Things to do
a – In the Cassandra thread, what can happen if racks or availability zones are not alternated in token order?
b – Reproduce word for word the part of the Cassandra thread that opens with the words containing "I just mean" and closes with "this little more?".
c – Resume the Cassandra thread after its last line.

Excerpt
------------------------------

Re: 4/20 nodes get disproportionate amount of mutations

Posted by Jeremy Hanna <je...@gmail.com>.

I just mean that when it tries to put a replica on another "rack" which is part of what the replication strategy does in case a whole rack goes down, it looks to the next token in the ring that is on another rack.  If you don't alternate racks (or in this case availability zones) in token order, that can lead to serious hotspots.  For more on this with ec2, see: http://www.slideshare.net/mattdennis/cassandra-on-ec2/5 where he talks about alternating zones.

On Aug 25, 2011, at 10:45 AM, mcasandra wrote:

> Thanks for the update
> 
> Jeremy Hanna wrote:
>> 
>> It appears though that when choosing the non-local replicas, it looks for
>> the next token in the ring of the same rack and the next token of a
>> different rack (depending on which it is looking for).  
> 
> Can you please explain this little more?
> 
> 
> --
> View this message in context: http://cassandra-user-incubator-apache-org.3065146.n2.nabble.com/4-20-nodes-get-disproportionate-amount-of-mutations-tp6714958p6724943.html
> Sent from the cassandra-user@incubator.apache.org mailing list archive at Nabble.com.

Re: 4/20 nodes get disproportionate amount of mutations

Posted by mcasandra <mo...@gmail.com>.

------------------------------

Provided data

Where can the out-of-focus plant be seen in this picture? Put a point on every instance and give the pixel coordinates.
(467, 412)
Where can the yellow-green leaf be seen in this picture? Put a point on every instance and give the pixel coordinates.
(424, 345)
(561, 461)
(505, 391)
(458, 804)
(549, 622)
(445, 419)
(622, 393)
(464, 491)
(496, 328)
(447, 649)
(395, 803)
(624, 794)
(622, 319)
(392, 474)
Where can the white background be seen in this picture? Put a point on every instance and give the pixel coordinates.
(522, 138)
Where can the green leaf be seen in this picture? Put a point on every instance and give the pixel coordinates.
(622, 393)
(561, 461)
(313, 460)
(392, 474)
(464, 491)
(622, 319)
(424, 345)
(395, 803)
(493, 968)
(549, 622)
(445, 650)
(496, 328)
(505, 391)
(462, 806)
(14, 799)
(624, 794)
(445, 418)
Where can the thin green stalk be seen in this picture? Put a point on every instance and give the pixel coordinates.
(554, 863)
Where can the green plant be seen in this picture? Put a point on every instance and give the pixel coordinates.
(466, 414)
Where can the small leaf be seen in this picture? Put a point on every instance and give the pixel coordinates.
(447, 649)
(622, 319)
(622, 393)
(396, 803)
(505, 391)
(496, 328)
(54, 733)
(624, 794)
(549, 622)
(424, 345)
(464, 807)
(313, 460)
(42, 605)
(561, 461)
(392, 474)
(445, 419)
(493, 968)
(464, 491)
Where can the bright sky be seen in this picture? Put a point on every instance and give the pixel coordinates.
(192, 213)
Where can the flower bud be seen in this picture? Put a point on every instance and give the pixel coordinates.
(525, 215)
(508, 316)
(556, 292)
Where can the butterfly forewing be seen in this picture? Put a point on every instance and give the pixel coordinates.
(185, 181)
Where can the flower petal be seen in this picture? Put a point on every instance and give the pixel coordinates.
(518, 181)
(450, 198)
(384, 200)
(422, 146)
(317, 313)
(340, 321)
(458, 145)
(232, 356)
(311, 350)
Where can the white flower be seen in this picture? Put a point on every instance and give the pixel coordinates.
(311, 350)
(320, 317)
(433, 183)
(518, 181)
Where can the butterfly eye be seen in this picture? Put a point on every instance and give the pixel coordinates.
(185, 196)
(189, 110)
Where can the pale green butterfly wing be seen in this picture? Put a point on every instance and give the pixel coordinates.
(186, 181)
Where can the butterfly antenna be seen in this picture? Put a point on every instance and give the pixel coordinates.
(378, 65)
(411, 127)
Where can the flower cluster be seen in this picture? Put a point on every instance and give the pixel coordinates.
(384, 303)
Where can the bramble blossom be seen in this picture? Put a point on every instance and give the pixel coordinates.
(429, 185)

------------------------------

Outputs in order
a – It can lead to serious hotspots.

b –
I just mean that when it tries to put a replica on another "rack" which is part of what the replication strategy does in case a whole rack goes down, it looks to the next token in the ring that is on another rack.  If you don't alternate racks (or in this case availability zones) in token order, that can lead to serious hotspots.  For more on this with ec2, see: http://www.slideshare.net/mattdennis/cassandra-on-ec2/5 where he talks about alternating zones.

On Aug 25, 2011, at 10:45 AM, mcasandra wrote:

> Thanks for the update
> 
> Jeremy Hanna wrote:
>> 
>> It appears though that when choosing the non-local replicas, it looks for
>> the next token in the ring of the same rack and the next token of a
>> different rack (depending on which it is looking for).  
> 
> Can you please explain this little more?

c –
Thanks for the update

Jeremy Hanna wrote:
> 
> It appears though that when choosing the non-local replicas, it looks for
> the next token in the ring of the same rack and the next token of a
> different rack (depending on which it is looking for).  

Can you please explain this little more?


--
View this message in context: http://cassandra-user-incubator-apache-org.3065146.n2.nabble.com/4-20-nodes-get-disproportionate-amount-of-mutations-tp6714958p6724943.html
Sent from the cassandra-user@incubator.apache.org mailing list archive at Nabble.com.

Re: 4/20 nodes get disproportionate amount of mutations

Posted by Jeremy Hanna <je...@gmail.com>.

As somewhat of a conclusion to this thread, we have resolved the major issue having to do with the hotspots.  We were balanced between availability zones in aws/ec2 us-east - a,b,c with the number of nodes in our cluster.  However we didn't alternate by rack with the token order.  We are using the property file snitch and had defined each node as being part of a single DC (for now) and a rack (a-c).  But we should have made the tokens in order go from a to b to c with their rack.

So as an example of alternating:
<token1>: <node in rack b>
<token2>: <node in rack a>
<token3>: <node in rack c>
<token4>: <node in rack b>
…

So we took some time and shifted things around and things appear to be much more spread out across the cluster.

As a side note: how we discovered the root of the problem.  We kept poring over logs and stats but it helped to trial DataStax's OpsCenter product to get a view of the cluster.  All that info is available via jmx and we could have mapped out node replication ourselves or with another monitoring product.  However that's what helped us.  That along with Brandon and others from the community helped us discover the reason.  Thanks again.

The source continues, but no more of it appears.